Dataset extract:
---

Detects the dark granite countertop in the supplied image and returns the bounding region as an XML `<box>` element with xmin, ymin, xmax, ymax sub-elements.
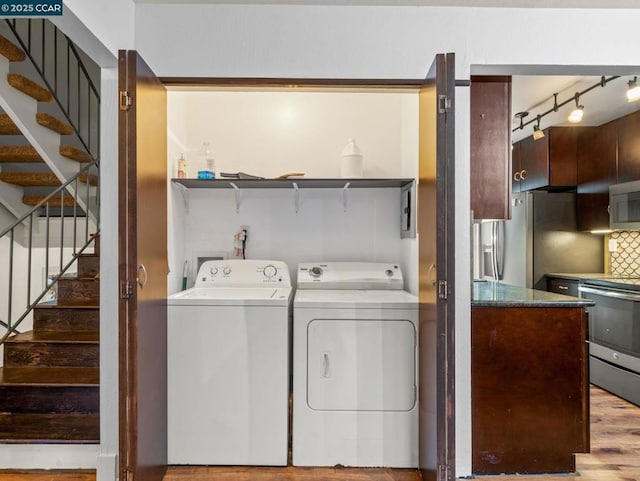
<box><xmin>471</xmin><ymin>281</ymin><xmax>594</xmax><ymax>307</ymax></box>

---

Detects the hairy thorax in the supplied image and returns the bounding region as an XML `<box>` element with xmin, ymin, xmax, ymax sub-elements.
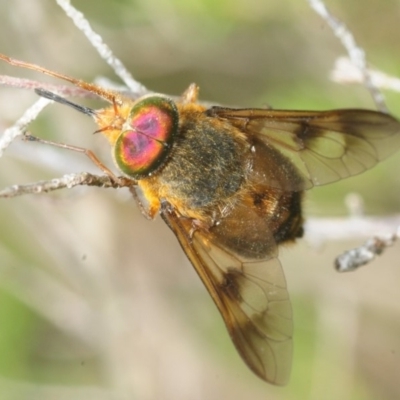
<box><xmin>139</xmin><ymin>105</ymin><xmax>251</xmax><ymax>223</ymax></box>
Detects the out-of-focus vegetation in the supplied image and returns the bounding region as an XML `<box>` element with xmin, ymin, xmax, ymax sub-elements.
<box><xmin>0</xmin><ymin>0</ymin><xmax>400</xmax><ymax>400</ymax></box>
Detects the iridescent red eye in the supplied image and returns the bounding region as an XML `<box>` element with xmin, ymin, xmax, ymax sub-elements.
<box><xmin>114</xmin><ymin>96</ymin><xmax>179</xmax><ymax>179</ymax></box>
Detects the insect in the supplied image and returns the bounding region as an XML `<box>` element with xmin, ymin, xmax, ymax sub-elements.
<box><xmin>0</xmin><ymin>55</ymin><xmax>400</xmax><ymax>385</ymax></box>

---

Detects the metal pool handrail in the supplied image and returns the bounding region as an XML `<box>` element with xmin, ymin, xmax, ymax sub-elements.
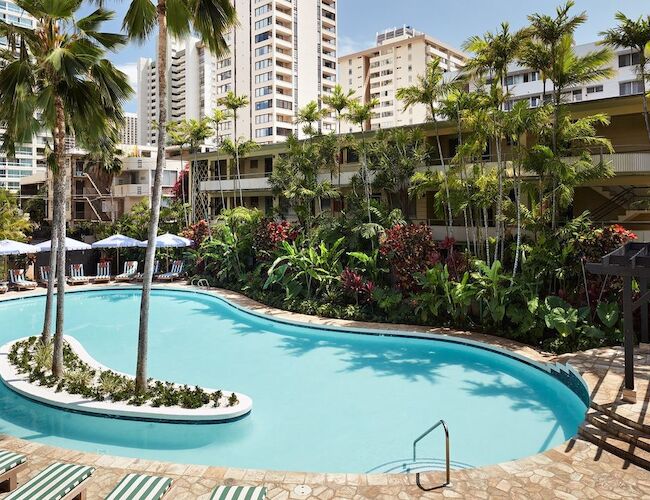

---

Directions:
Pull out every line of the records above that contains the word "hairy", treating uppercase and lowercase as different.

Answer to the task:
Detects the hairy thorax in the supplied image and returns the bounding region as an XML `<box>` element with xmin, ymin, xmax, ymax sub-elements.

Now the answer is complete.